(Stored entries)
>>

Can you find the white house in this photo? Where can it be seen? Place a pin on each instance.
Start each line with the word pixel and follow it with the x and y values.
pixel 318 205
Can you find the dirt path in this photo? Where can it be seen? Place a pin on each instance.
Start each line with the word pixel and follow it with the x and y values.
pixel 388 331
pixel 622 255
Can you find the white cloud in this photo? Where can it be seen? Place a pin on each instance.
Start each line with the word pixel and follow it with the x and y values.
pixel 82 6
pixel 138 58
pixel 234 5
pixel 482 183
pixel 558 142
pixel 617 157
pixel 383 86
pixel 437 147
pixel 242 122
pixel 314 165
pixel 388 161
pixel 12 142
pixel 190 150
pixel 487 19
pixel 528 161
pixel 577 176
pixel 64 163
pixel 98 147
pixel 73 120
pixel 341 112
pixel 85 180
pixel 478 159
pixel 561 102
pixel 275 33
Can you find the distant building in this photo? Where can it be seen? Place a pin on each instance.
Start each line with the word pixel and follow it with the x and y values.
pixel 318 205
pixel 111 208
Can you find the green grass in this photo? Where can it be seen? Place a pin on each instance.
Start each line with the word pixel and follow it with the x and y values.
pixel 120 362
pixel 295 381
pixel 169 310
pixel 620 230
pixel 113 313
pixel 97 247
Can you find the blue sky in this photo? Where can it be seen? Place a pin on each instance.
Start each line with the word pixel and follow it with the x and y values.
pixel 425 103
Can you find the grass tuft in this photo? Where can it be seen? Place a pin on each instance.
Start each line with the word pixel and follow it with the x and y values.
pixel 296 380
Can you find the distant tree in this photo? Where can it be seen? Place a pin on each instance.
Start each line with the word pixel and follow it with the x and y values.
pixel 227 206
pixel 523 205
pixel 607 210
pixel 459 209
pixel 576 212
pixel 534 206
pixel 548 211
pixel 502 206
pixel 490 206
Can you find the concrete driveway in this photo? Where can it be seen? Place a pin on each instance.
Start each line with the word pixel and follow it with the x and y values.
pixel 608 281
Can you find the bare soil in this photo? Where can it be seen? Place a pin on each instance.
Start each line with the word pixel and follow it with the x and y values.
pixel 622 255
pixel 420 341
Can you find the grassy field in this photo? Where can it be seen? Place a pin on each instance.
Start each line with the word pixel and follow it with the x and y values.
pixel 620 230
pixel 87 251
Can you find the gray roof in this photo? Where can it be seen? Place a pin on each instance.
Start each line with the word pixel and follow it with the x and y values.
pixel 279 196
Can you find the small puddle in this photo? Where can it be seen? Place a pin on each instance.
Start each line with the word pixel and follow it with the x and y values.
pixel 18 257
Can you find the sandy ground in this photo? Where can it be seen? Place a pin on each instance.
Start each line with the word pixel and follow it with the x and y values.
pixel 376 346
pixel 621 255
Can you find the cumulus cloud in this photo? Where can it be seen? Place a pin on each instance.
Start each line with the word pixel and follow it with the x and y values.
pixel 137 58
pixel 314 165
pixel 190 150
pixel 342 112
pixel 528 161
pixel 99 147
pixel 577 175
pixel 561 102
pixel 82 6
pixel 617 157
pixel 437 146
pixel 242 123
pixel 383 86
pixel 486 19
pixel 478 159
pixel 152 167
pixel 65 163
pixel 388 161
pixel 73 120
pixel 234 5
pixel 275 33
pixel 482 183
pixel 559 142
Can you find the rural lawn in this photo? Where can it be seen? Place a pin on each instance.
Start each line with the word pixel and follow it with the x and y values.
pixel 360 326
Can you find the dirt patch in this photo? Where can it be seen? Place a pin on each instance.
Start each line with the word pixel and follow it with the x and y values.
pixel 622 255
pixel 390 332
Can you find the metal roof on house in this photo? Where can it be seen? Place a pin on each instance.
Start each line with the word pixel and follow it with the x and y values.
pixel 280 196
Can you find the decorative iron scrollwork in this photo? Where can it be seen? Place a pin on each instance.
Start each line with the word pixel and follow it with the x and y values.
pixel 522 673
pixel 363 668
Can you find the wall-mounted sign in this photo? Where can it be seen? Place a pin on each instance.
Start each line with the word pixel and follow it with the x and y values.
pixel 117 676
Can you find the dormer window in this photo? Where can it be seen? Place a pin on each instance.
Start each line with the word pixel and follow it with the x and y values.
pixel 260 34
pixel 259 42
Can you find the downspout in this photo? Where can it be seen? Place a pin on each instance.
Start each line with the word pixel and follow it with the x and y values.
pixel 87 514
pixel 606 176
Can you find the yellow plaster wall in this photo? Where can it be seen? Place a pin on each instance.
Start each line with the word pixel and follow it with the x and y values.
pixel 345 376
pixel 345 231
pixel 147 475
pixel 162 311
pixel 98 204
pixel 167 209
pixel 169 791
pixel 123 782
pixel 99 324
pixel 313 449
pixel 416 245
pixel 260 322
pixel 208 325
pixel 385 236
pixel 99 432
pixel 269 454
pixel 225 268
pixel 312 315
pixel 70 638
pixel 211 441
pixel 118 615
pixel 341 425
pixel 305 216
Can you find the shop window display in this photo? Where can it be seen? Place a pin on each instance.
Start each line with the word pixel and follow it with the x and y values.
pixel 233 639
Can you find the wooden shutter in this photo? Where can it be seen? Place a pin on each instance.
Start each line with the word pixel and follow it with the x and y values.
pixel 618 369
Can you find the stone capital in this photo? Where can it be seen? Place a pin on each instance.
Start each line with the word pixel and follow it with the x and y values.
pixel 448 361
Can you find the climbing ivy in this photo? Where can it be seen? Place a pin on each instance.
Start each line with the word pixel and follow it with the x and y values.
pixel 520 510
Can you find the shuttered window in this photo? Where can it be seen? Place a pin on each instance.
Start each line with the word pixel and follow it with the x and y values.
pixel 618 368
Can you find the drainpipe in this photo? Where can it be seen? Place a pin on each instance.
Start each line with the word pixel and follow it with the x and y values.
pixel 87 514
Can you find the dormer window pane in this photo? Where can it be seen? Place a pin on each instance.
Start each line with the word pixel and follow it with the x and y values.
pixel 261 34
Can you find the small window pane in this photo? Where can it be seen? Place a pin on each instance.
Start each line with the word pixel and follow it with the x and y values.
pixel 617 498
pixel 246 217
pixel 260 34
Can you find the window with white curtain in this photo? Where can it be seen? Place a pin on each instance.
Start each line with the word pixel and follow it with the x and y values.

<<

◆ Written problem ◆
Please repeat the lines above word for word, beginning at the line that contains "Can you find the small puddle" and stopping after the line that contains "pixel 621 255".

◆ Exercise output ◆
Can you find the small puddle in this photo? Where can it be seen? Place a pin on each instance.
Start each line with the word pixel and follow it with the x and y values.
pixel 18 257
Can you find the sandy ground in this photo? Where can it be seen? Place a pin on each instance.
Start each line with the word pixel and follow it with the x and y values.
pixel 376 346
pixel 621 255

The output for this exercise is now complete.